What this exercise asks:
(a) In the text on confinement, write out the passage from "The confinement" up to and including "along the way.", substituting "internet sleuths" for "conspiracy theorists".
(b) Summarize the text on confinement in two sentences.
------ Supplied text
That word, time, seems to becoming ever present. Time. Just take a little time to let that sink in. We haven’t been on holiday, but we have been blessed with time off, to spend time on the more important things. Our lives have had a parenthesis. Time out to decide on how we really want to spend our time. The question isn’t , “will we change?” but how have we changed. We are living in strange times. A before, and an after.

I’ve enjoyed spending some time with you Dear Reader, but it’s time for me to get back into the kitchen and make something lovely for lunch.

The confinement

If ever you weren’t aware, there’s this virus going around, that was named after a light beer, and then the producers of said beer went mad and told the scientific community to get their shit together and give it a name that sounded less like drinking beer out of a bottle through a wedge of lemon. COVID 19 was born.

It seems to be one of those Chinese exports that nobody wants, but it gets through anyway. If you listen to the conspiracy theorists it was created by the French and Chinese as a joint venture, without the joints, and tested on bats first. Maybe there were some joints after all…

I’m not a scientist, nor do I have scientific logic. I’m just a guy who writes stuff and takes a few photos along the way.

Things started off gradually at work. In my corner of France, when the shift starts, everyone says hello. Now the French are a bit weird about this, as they are on quite a few things, and I’m not talking about a drug crazed idea in Wuhan, where Jean Jaques smoked a spliff and got intimate with a bat. The rule is that you must go to each colleague and not only say hello, but shake that person’s hand, otherwise it doesn’t count. The same thing is true of the “bise” and is discussed at great length by a fellow compatriot, a guy called Paul Taylor in a video. I don’t know the bloke, but if you see him, tell him I said hi.

Anyway…

So this hand shaking thing was the first thing to go. And was to be replaced by hand washing and hand sanitiser. Then came the inevitable hand santiser and soap, or just one of the above, discussion. One of my colleagues got quite tetchy about the whole thing. Sharing a coffee together and having a chat at the coffee machine was over. You went to get your precious, and then had to go back to your post where you treat like a ring that makes you invisible and go mad….
------------
------ Records supplied
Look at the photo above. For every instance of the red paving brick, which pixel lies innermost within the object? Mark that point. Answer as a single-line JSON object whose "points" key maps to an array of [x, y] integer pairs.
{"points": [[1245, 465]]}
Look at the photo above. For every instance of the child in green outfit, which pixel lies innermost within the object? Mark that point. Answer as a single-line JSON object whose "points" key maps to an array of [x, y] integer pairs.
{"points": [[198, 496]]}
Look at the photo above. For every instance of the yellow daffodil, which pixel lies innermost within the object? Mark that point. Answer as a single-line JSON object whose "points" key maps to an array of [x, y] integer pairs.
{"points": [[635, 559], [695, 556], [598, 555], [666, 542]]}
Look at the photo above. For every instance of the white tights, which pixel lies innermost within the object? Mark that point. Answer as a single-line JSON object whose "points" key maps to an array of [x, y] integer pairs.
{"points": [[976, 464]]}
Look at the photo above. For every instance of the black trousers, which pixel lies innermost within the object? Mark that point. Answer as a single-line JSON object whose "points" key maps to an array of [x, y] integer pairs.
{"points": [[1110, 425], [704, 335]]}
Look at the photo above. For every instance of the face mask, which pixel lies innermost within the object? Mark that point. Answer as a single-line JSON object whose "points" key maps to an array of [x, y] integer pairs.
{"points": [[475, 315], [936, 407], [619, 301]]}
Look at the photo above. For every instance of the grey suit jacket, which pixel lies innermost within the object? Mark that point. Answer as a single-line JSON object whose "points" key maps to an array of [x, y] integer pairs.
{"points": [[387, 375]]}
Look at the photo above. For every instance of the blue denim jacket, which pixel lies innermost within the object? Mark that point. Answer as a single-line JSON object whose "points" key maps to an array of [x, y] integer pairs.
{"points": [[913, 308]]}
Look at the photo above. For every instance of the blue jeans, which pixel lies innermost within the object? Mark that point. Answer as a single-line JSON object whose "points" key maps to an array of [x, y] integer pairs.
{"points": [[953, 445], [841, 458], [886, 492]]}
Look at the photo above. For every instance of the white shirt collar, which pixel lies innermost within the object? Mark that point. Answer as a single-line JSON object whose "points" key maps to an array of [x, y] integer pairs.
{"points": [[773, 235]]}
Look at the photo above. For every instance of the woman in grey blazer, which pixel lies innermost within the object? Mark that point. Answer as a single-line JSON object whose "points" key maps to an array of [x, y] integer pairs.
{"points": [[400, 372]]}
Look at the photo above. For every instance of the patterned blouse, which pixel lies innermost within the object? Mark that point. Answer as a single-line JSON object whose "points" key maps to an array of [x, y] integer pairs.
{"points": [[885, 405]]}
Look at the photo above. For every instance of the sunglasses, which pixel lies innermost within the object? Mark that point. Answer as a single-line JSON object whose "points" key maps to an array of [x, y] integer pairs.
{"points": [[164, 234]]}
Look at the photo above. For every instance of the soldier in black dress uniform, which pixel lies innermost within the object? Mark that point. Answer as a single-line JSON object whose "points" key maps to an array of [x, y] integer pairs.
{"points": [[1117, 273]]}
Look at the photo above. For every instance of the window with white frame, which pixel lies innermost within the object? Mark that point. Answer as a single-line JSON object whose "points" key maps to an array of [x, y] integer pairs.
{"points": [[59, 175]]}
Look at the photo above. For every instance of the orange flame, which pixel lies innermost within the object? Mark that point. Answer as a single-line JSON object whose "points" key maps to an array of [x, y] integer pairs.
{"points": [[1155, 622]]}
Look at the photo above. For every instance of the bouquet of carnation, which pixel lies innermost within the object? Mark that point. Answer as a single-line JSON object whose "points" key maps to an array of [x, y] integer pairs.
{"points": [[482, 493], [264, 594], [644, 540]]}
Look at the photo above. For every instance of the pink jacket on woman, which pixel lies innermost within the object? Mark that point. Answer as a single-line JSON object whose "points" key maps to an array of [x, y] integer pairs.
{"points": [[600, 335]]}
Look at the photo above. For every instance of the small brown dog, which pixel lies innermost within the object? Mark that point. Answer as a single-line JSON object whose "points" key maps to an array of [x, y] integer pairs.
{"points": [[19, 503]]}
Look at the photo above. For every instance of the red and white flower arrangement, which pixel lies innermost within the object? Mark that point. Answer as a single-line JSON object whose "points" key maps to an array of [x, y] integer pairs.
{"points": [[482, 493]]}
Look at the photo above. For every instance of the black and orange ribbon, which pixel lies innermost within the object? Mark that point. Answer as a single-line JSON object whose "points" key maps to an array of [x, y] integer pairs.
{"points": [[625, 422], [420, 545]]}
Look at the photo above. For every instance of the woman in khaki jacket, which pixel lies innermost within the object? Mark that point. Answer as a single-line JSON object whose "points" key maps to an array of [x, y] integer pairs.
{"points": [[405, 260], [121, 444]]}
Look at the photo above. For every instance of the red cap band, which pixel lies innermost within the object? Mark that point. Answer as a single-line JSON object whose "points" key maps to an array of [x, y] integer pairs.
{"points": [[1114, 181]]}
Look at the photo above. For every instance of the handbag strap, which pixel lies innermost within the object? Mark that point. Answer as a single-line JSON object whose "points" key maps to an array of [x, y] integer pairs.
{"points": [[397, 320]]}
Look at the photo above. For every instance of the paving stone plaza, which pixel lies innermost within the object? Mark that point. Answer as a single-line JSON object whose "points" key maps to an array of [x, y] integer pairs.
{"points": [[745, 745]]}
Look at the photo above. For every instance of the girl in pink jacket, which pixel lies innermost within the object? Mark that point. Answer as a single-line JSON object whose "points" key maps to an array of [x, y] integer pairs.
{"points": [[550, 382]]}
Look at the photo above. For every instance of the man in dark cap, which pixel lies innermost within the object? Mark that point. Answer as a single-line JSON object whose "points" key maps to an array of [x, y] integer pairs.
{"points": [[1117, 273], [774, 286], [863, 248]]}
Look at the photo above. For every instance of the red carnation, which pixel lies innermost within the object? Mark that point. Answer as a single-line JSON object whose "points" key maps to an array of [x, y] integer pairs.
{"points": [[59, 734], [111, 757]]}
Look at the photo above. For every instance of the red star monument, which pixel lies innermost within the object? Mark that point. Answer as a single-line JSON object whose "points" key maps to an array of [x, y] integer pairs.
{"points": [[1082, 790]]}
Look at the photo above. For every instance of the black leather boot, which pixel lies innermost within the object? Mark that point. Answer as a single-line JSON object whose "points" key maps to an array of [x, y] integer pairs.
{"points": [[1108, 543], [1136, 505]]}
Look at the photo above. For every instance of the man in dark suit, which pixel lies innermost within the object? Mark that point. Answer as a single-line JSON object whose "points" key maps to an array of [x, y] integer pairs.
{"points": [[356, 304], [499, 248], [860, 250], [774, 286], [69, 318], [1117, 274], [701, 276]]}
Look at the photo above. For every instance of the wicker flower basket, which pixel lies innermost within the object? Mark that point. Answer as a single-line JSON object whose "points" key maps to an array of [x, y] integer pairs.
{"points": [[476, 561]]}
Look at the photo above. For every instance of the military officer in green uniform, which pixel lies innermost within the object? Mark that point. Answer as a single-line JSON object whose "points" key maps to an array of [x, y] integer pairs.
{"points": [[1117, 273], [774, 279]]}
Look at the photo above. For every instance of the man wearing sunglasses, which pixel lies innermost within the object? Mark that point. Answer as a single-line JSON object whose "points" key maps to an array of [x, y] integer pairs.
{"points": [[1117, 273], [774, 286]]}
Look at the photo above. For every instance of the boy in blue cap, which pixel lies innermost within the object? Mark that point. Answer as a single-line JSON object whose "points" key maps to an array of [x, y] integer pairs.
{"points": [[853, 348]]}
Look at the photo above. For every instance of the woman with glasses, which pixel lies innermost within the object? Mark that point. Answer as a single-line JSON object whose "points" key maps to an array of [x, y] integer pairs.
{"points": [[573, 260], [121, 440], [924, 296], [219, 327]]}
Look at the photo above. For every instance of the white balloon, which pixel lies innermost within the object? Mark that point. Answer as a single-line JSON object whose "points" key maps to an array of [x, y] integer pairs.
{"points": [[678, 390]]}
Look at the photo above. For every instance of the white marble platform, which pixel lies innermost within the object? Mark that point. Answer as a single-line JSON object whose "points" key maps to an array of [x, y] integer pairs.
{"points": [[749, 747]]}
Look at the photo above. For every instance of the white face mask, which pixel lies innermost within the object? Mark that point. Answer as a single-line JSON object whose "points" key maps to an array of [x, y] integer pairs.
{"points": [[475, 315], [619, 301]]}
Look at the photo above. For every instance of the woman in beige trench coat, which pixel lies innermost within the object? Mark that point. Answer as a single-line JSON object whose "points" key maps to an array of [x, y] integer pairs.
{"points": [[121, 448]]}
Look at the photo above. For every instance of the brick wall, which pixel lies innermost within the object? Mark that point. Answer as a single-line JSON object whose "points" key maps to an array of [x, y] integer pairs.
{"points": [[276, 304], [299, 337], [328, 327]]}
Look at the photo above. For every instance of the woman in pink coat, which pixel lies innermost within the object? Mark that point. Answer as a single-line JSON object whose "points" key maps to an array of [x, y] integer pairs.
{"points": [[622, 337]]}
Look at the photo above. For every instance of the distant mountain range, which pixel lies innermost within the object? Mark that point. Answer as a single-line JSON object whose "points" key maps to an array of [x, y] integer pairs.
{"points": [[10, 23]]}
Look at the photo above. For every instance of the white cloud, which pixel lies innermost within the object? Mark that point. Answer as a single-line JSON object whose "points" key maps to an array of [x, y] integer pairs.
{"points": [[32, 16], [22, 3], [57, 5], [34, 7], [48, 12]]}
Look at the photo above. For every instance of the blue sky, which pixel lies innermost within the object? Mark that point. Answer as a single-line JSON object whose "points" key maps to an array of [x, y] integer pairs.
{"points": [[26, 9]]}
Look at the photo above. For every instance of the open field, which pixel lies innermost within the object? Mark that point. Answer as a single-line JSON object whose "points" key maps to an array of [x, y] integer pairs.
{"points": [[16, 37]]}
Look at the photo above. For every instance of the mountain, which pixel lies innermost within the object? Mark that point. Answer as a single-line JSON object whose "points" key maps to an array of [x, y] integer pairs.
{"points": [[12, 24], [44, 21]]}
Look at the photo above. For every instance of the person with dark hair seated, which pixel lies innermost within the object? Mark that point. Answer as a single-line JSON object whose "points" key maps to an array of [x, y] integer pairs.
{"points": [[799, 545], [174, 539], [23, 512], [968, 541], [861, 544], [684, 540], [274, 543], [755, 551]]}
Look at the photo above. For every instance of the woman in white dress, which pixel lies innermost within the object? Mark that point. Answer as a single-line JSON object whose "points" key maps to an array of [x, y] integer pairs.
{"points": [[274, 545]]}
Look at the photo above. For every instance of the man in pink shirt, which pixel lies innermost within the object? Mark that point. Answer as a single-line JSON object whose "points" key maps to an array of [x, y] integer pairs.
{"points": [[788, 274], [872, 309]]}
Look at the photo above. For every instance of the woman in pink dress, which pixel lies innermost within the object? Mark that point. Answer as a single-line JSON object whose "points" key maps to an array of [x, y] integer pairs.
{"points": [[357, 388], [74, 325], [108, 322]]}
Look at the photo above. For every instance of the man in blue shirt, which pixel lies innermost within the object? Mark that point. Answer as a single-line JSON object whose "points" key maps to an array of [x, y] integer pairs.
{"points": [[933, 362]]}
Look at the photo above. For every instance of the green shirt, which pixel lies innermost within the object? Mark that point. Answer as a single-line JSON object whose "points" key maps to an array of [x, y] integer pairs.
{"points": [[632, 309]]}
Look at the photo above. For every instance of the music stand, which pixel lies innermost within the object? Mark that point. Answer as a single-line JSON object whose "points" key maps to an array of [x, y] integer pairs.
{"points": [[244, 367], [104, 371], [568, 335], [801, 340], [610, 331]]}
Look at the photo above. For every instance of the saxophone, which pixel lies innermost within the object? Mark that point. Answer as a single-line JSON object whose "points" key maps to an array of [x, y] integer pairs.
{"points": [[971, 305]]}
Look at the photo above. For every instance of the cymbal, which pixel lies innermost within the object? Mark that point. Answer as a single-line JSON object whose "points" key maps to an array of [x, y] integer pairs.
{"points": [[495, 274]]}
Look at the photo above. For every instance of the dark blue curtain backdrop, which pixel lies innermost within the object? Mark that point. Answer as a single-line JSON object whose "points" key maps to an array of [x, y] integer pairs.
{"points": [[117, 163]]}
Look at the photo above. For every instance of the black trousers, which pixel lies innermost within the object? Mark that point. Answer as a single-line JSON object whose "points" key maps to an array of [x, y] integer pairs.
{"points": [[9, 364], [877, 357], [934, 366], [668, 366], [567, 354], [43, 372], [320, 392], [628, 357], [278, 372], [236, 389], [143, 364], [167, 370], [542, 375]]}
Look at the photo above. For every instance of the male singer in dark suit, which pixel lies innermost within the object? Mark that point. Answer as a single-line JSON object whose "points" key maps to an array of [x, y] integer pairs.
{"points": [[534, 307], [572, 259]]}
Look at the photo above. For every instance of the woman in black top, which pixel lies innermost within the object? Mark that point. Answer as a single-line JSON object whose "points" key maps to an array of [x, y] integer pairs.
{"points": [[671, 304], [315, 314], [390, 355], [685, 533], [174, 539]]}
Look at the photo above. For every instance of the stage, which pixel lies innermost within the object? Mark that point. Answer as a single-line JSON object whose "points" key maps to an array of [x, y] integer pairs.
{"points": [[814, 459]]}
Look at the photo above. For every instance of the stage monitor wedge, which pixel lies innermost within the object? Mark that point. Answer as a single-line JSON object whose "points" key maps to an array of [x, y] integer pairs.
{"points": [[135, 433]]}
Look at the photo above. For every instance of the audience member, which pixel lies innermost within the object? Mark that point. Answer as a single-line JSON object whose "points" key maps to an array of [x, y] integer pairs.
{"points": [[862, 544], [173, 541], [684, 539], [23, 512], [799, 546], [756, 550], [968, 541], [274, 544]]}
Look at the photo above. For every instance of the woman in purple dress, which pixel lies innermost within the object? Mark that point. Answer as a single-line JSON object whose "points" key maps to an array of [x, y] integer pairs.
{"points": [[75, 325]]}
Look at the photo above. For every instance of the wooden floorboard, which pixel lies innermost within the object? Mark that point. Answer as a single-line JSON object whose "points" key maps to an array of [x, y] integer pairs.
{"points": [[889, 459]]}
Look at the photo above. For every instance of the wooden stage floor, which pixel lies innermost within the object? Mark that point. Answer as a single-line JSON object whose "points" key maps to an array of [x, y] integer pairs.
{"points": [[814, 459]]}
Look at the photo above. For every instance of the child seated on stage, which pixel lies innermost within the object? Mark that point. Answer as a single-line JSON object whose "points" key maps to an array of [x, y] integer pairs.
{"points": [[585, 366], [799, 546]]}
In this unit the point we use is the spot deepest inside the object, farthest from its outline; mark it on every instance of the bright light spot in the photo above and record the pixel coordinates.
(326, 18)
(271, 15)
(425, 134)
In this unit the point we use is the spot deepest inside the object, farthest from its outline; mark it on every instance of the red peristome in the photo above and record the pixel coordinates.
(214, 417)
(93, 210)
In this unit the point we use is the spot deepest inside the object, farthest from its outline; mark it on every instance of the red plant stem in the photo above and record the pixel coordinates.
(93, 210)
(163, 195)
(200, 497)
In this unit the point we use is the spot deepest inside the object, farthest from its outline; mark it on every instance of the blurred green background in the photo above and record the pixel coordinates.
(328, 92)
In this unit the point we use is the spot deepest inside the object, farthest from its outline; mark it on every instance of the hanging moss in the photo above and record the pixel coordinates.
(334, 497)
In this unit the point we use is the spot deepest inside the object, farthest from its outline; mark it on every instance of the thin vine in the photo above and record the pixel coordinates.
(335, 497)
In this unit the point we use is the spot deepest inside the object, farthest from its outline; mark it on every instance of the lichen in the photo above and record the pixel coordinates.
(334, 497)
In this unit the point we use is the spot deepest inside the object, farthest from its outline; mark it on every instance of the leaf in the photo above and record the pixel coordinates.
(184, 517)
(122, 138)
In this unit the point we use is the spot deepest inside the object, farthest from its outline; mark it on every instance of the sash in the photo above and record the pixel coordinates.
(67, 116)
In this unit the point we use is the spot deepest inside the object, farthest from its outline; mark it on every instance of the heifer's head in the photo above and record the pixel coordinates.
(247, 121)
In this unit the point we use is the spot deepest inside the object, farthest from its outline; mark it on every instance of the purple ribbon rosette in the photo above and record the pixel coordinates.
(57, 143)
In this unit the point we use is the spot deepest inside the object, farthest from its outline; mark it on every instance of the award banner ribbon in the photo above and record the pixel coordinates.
------------
Results of the exercise:
(a)
The confinement

If ever you weren’t aware, there’s this virus going around, that was named after a light beer, and then the producers of said beer went mad and told the scientific community to get their shit together and give it a name that sounded less like drinking beer out of a bottle through a wedge of lemon. COVID 19 was born.

It seems to be one of those Chinese exports that nobody wants, but it gets through anyway. If you listen to the internet sleuths it was created by the French and Chinese as a joint venture, without the joints, and tested on bats first. Maybe there were some joints after all…

I’m not a scientist, nor do I have scientific logic. I’m just a guy who writes stuff and takes a few photos along the way.

(b) The writer reflects that time has become ever present, with the time off serving as a pause to decide how to spend it and marking a before and an after. With COVID 19 going around, the custom at the writer's workplace in France of shaking each colleague's hand was the first thing to go, replaced by hand washing and hand sanitizer, and chats at the coffee machine ended.